__Challenge__
Render everything from the line containing "Guideline: the keypoint for each instance of the metal watch" down to the end of the rows as a two-column CSV with the headers instruction and coordinates. Give one CSV line per row, with the row's text and its answer each in a single quoted field and any line breaks replaced by spaces.

── Input ──

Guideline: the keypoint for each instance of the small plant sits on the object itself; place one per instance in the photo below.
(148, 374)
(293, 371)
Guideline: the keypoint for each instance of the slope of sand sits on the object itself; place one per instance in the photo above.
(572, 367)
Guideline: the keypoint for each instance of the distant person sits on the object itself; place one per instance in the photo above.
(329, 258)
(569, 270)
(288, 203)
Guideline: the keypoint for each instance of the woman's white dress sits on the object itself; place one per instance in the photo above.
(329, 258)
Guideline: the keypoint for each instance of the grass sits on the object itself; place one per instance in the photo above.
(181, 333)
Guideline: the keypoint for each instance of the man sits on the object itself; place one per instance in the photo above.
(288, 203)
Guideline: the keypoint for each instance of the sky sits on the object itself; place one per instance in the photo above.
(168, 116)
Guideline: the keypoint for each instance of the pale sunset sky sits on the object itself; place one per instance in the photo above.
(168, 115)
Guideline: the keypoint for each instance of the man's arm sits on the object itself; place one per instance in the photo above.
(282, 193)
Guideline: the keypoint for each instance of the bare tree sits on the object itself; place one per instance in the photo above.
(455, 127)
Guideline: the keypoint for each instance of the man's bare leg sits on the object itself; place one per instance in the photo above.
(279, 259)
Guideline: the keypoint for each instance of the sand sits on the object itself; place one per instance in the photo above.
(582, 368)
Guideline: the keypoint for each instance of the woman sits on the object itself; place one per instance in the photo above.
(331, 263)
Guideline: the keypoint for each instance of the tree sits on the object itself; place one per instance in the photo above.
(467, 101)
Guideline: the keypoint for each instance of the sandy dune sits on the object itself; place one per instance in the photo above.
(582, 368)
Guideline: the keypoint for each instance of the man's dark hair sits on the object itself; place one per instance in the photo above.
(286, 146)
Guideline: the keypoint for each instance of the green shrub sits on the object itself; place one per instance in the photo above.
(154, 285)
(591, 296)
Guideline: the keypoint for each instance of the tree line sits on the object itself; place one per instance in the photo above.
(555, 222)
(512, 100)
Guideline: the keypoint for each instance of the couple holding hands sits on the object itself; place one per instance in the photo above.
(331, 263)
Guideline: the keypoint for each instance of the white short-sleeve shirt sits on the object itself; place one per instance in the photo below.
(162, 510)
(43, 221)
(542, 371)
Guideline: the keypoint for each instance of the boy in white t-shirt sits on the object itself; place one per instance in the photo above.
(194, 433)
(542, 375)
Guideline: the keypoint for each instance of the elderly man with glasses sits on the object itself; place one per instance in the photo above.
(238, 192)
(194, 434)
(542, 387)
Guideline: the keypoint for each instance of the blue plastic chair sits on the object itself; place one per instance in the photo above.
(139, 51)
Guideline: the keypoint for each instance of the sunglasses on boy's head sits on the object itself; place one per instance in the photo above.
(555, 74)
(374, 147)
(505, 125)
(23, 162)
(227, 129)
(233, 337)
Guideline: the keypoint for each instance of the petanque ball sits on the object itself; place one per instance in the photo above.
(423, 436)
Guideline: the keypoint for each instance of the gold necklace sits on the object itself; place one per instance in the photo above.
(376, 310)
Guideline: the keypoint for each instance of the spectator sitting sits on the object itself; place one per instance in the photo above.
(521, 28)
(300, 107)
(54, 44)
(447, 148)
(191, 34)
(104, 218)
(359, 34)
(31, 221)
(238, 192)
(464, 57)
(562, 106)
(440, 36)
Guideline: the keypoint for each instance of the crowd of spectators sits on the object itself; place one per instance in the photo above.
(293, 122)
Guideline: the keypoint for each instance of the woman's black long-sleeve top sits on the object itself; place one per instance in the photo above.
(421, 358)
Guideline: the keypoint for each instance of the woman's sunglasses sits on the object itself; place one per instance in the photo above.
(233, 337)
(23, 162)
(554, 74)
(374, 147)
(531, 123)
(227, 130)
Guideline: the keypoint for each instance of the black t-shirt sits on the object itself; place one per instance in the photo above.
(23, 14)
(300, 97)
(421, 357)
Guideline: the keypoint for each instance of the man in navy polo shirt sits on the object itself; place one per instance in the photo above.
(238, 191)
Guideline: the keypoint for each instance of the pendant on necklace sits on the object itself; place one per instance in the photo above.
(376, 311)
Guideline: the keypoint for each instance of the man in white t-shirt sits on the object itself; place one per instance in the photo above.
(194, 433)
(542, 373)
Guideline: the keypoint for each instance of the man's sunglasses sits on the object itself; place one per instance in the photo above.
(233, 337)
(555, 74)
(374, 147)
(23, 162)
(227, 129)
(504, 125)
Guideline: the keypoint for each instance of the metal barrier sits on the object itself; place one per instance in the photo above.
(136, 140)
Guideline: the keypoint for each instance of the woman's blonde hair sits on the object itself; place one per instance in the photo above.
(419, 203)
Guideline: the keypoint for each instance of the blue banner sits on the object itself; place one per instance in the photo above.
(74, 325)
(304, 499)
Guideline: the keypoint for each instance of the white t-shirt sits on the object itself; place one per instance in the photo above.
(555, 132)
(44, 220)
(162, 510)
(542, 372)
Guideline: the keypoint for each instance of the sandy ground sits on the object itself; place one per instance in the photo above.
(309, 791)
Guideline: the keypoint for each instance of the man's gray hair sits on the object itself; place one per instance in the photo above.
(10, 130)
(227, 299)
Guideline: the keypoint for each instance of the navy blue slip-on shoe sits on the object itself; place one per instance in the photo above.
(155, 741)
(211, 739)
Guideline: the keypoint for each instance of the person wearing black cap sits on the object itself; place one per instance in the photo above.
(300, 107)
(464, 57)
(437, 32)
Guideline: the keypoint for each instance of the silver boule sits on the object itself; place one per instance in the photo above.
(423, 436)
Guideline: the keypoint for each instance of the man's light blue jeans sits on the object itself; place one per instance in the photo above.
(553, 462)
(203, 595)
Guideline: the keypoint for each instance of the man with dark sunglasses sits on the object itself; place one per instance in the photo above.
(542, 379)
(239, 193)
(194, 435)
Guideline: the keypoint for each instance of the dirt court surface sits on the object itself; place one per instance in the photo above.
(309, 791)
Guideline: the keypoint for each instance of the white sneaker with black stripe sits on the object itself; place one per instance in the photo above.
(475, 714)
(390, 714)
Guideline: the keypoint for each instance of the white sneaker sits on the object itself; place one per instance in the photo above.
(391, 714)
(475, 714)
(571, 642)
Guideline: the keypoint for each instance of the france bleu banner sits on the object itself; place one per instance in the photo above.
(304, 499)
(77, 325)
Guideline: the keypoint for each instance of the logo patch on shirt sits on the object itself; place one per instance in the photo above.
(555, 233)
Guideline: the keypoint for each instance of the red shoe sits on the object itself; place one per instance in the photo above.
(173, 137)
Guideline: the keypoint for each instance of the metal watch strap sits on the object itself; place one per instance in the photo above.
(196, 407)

───

__Written reply__
instruction,coordinates
"Guideline: the keypoint for each instance of the metal watch strap sits on the object itself; place one per instance in the photo above.","(196, 407)"